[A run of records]
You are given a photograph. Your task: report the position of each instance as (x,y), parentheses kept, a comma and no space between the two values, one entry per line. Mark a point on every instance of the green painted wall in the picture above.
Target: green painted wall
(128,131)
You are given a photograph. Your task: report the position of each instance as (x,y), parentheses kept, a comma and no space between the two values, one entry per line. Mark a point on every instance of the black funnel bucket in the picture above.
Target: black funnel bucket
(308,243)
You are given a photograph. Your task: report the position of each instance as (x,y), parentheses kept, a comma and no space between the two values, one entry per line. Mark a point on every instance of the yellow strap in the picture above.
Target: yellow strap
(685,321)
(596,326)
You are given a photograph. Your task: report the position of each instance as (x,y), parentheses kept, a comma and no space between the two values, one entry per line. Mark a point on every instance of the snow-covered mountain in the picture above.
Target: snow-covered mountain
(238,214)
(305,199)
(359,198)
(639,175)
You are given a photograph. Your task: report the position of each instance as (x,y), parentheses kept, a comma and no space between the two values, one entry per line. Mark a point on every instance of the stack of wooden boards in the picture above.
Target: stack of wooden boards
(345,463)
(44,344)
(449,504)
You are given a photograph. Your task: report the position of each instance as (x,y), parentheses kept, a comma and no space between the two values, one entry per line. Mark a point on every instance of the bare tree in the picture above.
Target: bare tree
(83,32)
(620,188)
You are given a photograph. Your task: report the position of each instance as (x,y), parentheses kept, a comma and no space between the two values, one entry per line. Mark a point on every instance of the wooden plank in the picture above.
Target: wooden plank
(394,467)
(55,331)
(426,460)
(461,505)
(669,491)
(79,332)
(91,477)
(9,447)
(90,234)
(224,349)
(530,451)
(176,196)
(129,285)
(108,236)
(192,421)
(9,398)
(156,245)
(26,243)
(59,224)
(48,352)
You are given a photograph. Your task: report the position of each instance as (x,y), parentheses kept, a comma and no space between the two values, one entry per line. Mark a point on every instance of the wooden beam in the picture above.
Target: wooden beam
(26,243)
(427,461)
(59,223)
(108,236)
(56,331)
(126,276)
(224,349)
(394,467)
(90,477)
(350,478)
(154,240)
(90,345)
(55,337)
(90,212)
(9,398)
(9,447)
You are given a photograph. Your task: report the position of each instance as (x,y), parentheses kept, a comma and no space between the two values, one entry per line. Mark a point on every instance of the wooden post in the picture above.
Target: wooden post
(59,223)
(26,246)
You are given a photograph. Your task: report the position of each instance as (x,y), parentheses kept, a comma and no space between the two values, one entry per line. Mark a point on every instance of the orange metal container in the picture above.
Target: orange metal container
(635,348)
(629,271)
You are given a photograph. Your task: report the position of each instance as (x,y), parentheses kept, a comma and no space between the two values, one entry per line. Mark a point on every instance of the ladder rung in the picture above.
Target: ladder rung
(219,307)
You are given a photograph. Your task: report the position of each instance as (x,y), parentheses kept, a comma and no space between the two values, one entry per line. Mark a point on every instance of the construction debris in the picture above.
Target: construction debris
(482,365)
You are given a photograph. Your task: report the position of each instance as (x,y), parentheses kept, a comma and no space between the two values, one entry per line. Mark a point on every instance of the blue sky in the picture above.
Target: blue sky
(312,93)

__EXERCISE BRIEF__: Starting with the line that contains "post in the picture above.", return each line through the last one of the data above, exactly as written and nothing more.

__TASK RESPONSE__:
You are given a photograph. Your task: report the position of each instance as (x,y), parentheses kept, a comma and no space between the two values, one entry per line. Mark a point on every instance of the wooden post in the picture above.
Target: wooden post
(59,223)
(26,246)
You are given a photograph. Your task: report the position of each instance as (x,y), parentheses kept, a comma and no space between the two values, one entry per line. Mark a point on every instance of the orange metal container in the picture above.
Target: orange metal container
(635,348)
(629,271)
You are given a photograph. Your task: report the position of each instance as (x,y), parentheses kept, a comma and no space between the two values, one entry per line. Mark a point on every instance of the ladder rung in the picture above.
Target: ladder rung
(219,307)
You are given a photograph. Your task: report the position of each instance as (x,y), parentheses kept, a comma and no space between the two values, one entry per line. Mark a point on every instance of the construction debris in the picture above.
Target: construction debris
(482,365)
You are given a photograph. Your task: report the position of each instance as (x,y), parentheses kept, a comma and no space between the two values, one entry per line. Mark a point on every instance of the blue sky in the picture above.
Target: blue sky
(312,93)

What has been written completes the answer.